Task details:
The answer must consist of the entire listing, repeated exactly.

Extracted data:
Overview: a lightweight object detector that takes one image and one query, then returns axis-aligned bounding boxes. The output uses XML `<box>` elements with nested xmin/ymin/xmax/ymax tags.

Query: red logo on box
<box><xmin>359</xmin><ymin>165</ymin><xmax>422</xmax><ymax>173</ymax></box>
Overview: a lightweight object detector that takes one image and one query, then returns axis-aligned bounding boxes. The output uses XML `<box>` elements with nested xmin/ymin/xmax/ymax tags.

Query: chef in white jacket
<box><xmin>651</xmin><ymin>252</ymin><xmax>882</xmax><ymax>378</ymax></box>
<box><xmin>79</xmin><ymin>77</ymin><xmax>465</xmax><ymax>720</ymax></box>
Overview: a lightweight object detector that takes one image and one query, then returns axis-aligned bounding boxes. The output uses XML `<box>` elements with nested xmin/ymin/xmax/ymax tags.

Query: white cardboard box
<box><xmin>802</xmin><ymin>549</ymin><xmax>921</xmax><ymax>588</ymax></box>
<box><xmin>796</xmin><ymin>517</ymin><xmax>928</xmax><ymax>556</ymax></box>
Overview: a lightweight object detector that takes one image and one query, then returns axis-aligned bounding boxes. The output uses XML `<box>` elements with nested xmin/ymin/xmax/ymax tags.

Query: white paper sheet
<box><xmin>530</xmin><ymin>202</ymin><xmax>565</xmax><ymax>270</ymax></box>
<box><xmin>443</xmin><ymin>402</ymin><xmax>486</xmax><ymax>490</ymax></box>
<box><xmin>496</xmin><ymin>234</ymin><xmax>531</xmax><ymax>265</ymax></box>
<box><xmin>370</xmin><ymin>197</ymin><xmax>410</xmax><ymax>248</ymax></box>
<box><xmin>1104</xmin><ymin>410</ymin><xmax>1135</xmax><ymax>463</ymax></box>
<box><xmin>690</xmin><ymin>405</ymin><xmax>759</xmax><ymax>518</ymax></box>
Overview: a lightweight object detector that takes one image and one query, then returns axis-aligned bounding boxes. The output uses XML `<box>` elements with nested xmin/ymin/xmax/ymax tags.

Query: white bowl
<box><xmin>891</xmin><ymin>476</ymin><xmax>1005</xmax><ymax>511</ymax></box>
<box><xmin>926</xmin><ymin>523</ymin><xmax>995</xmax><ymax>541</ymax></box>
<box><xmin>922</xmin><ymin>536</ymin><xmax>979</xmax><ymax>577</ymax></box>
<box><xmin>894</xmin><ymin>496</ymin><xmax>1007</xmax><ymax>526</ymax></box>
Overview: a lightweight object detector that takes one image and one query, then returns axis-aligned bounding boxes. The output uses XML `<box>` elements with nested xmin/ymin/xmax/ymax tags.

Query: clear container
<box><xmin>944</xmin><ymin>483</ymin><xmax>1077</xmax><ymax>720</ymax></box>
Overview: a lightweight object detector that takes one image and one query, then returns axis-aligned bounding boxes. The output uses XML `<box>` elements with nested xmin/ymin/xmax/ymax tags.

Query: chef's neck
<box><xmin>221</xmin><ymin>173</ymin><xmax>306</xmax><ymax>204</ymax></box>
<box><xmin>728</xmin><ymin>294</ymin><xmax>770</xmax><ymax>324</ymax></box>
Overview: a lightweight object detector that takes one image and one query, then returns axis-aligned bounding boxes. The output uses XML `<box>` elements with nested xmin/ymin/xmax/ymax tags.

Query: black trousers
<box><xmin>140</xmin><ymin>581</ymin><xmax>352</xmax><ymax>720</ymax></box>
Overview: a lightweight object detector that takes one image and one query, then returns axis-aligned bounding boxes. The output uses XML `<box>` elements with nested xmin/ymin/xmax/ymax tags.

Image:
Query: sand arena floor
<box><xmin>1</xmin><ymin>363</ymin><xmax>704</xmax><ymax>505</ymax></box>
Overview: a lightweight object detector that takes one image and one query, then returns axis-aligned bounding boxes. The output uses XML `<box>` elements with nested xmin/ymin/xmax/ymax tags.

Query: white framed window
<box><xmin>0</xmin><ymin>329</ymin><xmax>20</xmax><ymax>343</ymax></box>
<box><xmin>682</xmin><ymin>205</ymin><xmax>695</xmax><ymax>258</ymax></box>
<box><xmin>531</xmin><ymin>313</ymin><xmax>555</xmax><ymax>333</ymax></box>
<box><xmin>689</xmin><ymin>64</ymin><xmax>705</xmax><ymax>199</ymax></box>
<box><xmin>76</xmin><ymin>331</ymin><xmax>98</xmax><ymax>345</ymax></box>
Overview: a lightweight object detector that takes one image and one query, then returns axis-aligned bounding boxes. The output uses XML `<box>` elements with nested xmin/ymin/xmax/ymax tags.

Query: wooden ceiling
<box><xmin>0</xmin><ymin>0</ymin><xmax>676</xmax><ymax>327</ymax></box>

Answer for the task:
Overview: a lightweight object detector that takes one image and one query, then returns axis-aligned bounding boxes. The output uses XML `<box>` elements with nested xmin/ymin/xmax/ymax tags.

Query: red logo on box
<box><xmin>359</xmin><ymin>165</ymin><xmax>422</xmax><ymax>173</ymax></box>
Overview: a lightweight object detector that takes one image and one query, then returns axis-aligned bounding boxes. The output uses XML `<box>` elements with nested xmin/ymin/xmax/ymax tags.

Query: chef in white jacket
<box><xmin>651</xmin><ymin>252</ymin><xmax>882</xmax><ymax>378</ymax></box>
<box><xmin>79</xmin><ymin>77</ymin><xmax>465</xmax><ymax>720</ymax></box>
Overview: a lightweight object detector that takes one image and one query, then returns axis-aligned bounding boxes. The output uses XML `<box>` elements with nested xmin/ymin/xmax/ymax tags.

Query: white cardboard box
<box><xmin>802</xmin><ymin>549</ymin><xmax>921</xmax><ymax>588</ymax></box>
<box><xmin>796</xmin><ymin>517</ymin><xmax>928</xmax><ymax>556</ymax></box>
Overview: a lightweight object detector that takes one image and one query, then returns axis-aligned bounding boxes. The output uses XML `<box>` elements with nested xmin/ymin/xmax/ymax tags.

Query: white paper sheet
<box><xmin>530</xmin><ymin>202</ymin><xmax>565</xmax><ymax>270</ymax></box>
<box><xmin>443</xmin><ymin>402</ymin><xmax>486</xmax><ymax>490</ymax></box>
<box><xmin>496</xmin><ymin>234</ymin><xmax>531</xmax><ymax>265</ymax></box>
<box><xmin>370</xmin><ymin>197</ymin><xmax>410</xmax><ymax>248</ymax></box>
<box><xmin>1104</xmin><ymin>410</ymin><xmax>1135</xmax><ymax>463</ymax></box>
<box><xmin>690</xmin><ymin>405</ymin><xmax>759</xmax><ymax>518</ymax></box>
Overview: a lightweight object detector that takes one image and one query, then returns axis-aligned bounding boxes. The output uses XML `<box>` elements with nested xmin/ymin/xmax/ymax tags.

Query: white bowl
<box><xmin>891</xmin><ymin>476</ymin><xmax>1005</xmax><ymax>511</ymax></box>
<box><xmin>926</xmin><ymin>523</ymin><xmax>995</xmax><ymax>541</ymax></box>
<box><xmin>922</xmin><ymin>536</ymin><xmax>979</xmax><ymax>577</ymax></box>
<box><xmin>894</xmin><ymin>496</ymin><xmax>1007</xmax><ymax>526</ymax></box>
Overview: a lightweight object detector that takes one image and one query, then returns axis-aligned bounding boxes. The output uses XML `<box>` elements with nested xmin/ymin/xmax/ymax tags.

Query: clear container
<box><xmin>944</xmin><ymin>483</ymin><xmax>1077</xmax><ymax>720</ymax></box>
Overview: a lightweight object detector that takes one image and one query, then returns axis-aligned bounding boxes. The output uses XML `<box>` elements with nested xmin/ymin/xmax/ymax tags.

Query: chef's neck
<box><xmin>221</xmin><ymin>173</ymin><xmax>306</xmax><ymax>204</ymax></box>
<box><xmin>728</xmin><ymin>294</ymin><xmax>770</xmax><ymax>324</ymax></box>
Overview: a lightweight object detector that takes one image and one query, then returns axis-aligned bounding boxes. The output uses XML `<box>` elements with nested xmin/ymin/xmax/ymax tags.

Query: black trousers
<box><xmin>140</xmin><ymin>581</ymin><xmax>352</xmax><ymax>720</ymax></box>
Overview: a lightweight object detector that takes one image and one query, then returns axis-aligned bounding boxes. The output uses XML `<box>` elements with nested xmin/ymin/xmax/ymax tags.

Image:
Query: sand arena floor
<box><xmin>1</xmin><ymin>363</ymin><xmax>704</xmax><ymax>505</ymax></box>
Overview: a lightweight object detector that takes one image and one query, then returns axis-aligned bounding boxes. The output uses XML `<box>` elements with nested xmin/ymin/xmax/ymax tags.

Query: white framed window
<box><xmin>0</xmin><ymin>329</ymin><xmax>20</xmax><ymax>343</ymax></box>
<box><xmin>682</xmin><ymin>205</ymin><xmax>695</xmax><ymax>258</ymax></box>
<box><xmin>531</xmin><ymin>313</ymin><xmax>555</xmax><ymax>333</ymax></box>
<box><xmin>689</xmin><ymin>64</ymin><xmax>705</xmax><ymax>199</ymax></box>
<box><xmin>76</xmin><ymin>331</ymin><xmax>98</xmax><ymax>345</ymax></box>
Overview: a lightweight object detector that takes one image and one query, then returns axis-aligned bounding boxes. The output uses XML `<box>` elements with nested xmin/ymin/xmax/ymax tags.

Query: wooden ceiling
<box><xmin>0</xmin><ymin>0</ymin><xmax>676</xmax><ymax>327</ymax></box>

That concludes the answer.